(Collection entries)
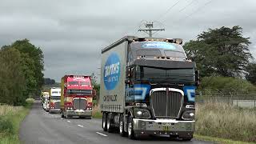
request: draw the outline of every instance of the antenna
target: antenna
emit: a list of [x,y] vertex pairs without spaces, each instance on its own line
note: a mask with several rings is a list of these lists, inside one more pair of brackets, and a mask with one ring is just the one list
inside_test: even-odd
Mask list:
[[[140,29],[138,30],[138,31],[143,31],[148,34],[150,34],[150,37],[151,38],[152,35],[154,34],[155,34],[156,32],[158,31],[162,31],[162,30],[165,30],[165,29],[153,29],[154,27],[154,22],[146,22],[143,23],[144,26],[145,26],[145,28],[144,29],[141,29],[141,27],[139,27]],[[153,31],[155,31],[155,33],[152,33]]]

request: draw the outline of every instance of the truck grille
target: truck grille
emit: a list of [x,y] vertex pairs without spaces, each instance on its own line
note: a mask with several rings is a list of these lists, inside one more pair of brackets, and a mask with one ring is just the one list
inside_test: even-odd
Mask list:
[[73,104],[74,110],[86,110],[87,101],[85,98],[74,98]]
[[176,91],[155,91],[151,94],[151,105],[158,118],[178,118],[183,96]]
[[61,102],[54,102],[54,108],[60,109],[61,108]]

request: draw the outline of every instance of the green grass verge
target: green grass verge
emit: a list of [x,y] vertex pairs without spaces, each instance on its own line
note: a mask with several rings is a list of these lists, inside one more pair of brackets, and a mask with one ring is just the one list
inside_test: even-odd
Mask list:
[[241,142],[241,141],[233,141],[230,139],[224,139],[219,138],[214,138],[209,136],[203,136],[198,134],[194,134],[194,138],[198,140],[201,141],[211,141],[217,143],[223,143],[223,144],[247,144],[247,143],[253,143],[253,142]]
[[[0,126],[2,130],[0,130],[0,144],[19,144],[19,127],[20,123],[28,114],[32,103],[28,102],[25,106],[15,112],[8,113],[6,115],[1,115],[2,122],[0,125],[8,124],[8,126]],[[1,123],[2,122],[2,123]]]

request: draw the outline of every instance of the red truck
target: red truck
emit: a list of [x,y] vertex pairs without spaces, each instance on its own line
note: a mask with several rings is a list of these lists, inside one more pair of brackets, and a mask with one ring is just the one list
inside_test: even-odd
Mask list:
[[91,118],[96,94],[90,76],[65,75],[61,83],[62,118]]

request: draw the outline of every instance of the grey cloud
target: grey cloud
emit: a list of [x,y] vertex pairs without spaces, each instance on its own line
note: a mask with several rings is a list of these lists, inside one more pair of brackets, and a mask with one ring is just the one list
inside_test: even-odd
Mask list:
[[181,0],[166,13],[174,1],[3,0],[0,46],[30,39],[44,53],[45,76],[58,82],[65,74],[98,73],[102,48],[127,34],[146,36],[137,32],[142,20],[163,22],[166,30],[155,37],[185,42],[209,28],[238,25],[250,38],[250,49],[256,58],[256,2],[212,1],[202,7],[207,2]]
...
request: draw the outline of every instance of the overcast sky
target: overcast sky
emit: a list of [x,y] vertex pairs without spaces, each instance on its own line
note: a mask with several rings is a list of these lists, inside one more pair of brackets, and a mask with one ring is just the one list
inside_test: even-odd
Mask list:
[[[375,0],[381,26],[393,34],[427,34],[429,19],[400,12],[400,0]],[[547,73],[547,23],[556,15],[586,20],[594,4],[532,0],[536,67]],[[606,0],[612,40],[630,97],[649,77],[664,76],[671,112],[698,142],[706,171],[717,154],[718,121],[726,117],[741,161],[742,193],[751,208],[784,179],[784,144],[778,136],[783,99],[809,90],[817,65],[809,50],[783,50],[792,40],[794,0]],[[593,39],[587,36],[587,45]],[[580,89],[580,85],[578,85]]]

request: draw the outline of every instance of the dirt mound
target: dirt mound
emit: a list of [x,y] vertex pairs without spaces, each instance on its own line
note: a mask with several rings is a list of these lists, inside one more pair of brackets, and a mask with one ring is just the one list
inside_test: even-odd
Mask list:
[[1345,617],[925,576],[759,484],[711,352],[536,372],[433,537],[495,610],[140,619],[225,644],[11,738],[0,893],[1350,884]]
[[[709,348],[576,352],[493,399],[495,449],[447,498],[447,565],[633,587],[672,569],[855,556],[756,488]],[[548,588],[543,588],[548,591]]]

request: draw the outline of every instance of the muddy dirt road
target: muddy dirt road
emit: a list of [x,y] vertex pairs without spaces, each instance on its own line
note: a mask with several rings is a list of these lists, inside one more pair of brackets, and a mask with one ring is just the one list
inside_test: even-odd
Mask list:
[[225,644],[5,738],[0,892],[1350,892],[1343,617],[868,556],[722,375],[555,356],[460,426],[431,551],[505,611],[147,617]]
* * *
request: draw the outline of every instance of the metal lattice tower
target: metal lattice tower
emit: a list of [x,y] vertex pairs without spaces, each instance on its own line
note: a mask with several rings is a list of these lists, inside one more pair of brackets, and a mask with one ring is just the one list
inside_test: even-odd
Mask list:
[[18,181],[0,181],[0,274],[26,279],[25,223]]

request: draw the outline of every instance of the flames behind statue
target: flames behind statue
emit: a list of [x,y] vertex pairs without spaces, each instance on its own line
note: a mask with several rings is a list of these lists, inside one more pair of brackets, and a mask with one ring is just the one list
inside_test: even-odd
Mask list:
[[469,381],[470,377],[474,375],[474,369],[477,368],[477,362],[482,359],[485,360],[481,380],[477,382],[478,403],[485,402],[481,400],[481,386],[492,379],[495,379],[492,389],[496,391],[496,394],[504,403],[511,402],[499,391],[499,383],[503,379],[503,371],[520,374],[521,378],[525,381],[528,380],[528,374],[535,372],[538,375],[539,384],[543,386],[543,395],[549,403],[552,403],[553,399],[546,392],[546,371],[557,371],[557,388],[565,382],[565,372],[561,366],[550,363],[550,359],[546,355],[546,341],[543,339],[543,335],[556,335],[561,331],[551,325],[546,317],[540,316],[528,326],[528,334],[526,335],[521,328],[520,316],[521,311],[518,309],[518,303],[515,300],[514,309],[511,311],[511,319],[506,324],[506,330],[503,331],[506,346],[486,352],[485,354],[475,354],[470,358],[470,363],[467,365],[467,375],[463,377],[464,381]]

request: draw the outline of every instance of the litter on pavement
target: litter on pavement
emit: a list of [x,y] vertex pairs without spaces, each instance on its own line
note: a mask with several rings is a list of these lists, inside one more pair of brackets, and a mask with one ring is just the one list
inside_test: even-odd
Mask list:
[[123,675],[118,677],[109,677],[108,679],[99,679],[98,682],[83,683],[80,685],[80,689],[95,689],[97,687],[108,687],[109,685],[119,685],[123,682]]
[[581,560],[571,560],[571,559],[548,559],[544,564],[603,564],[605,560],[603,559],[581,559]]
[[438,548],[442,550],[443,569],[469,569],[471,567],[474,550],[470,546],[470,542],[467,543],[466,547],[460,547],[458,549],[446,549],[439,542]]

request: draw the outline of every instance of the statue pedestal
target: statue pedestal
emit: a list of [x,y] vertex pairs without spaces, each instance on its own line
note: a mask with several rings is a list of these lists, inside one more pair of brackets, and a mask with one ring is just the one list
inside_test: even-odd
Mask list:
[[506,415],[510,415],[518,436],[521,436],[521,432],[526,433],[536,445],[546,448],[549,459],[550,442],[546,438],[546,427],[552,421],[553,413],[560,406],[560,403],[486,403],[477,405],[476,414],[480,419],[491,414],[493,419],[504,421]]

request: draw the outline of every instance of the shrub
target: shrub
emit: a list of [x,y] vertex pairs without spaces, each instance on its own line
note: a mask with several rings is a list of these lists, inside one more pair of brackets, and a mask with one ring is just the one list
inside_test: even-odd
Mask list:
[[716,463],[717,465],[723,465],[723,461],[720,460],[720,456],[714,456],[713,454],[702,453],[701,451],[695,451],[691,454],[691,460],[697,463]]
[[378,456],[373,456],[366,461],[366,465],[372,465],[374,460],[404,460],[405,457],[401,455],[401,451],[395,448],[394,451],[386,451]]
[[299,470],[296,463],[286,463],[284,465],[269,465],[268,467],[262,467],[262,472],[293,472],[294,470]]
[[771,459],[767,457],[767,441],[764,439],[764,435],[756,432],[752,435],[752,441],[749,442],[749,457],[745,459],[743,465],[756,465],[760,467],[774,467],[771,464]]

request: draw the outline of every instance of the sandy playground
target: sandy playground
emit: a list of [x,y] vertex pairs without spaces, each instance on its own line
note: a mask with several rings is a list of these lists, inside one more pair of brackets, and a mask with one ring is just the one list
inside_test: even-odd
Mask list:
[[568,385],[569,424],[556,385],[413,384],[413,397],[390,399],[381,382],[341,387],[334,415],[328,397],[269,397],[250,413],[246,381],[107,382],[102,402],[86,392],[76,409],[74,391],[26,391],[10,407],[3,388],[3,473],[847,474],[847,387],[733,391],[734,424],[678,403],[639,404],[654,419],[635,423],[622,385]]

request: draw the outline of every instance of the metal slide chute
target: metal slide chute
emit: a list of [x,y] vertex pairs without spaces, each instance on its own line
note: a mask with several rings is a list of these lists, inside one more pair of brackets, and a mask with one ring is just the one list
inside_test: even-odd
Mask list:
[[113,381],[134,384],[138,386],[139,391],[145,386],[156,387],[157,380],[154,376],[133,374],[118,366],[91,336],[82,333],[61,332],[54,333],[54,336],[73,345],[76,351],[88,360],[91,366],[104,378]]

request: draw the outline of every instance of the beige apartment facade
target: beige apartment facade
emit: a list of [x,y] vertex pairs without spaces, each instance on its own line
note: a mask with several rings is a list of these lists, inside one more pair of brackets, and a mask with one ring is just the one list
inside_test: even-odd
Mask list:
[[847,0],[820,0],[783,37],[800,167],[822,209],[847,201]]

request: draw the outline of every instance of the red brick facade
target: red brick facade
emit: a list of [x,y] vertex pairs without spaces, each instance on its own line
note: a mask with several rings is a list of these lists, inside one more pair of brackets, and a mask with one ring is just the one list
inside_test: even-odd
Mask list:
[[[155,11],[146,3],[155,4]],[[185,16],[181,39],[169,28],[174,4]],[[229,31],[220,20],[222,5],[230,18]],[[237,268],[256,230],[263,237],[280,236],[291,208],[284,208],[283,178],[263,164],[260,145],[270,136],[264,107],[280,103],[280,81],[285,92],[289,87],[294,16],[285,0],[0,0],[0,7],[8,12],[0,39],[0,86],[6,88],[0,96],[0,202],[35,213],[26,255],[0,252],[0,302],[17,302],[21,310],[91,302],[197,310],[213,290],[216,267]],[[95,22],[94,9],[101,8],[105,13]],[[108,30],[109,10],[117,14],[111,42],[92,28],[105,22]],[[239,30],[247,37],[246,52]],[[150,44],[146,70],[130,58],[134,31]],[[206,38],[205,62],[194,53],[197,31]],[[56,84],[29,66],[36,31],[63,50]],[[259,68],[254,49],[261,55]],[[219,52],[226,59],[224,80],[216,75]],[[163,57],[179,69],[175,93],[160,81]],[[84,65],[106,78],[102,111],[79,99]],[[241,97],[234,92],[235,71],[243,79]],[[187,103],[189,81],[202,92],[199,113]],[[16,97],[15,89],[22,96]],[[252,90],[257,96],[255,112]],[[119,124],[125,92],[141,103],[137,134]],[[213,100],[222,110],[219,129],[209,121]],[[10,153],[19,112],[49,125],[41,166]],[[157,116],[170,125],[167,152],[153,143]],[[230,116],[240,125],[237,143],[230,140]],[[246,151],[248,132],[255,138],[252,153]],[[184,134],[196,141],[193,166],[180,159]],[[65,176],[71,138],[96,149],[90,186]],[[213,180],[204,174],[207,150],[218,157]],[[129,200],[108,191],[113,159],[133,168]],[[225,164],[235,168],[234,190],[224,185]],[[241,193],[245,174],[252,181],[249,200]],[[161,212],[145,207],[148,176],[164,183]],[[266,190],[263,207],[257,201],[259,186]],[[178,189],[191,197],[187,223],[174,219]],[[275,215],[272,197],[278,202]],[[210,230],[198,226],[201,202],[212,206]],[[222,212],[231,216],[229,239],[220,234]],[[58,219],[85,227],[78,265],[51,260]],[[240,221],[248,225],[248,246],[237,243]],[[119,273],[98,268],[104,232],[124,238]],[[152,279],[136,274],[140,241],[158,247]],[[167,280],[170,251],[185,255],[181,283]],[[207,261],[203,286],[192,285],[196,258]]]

Goal =>
Take the lines from the one containing "request: draw the outline of every instance of the metal slide" through the one containing "[[847,0],[820,0],[783,37],[800,167],[822,209],[847,201]]", both included, and write them as a JSON list of strings with one string per line, leaving out blank lines.

Solution to this problem =>
[
  "request: draw the outline of every instance of the metal slide chute",
  "target: metal slide chute",
  "emit: a list of [x,y] vertex pairs without spaces, each instance on its own line",
  "note: a mask with several rings is a list of these lists, inside one more pair of brackets, and a mask with one ring is just the one list",
  "inside_test: even-odd",
  "Mask list:",
  "[[113,381],[134,384],[138,386],[139,391],[145,386],[156,387],[157,380],[154,376],[133,374],[118,366],[91,336],[82,333],[61,332],[54,333],[54,336],[73,345],[76,351],[88,360],[91,366],[104,378]]",
  "request: draw the outline of every instance of the beige apartment facade",
  "target: beige apartment facade",
  "emit: a list of [x,y] vertex pairs without spaces, each instance on its own line",
  "note: a mask with several rings is a list of these lists, inside one more pair of brackets, and a mask with one ring is just the one list",
  "inside_test: even-odd",
  "Mask list:",
  "[[847,0],[820,0],[783,37],[800,167],[822,209],[847,201]]"
]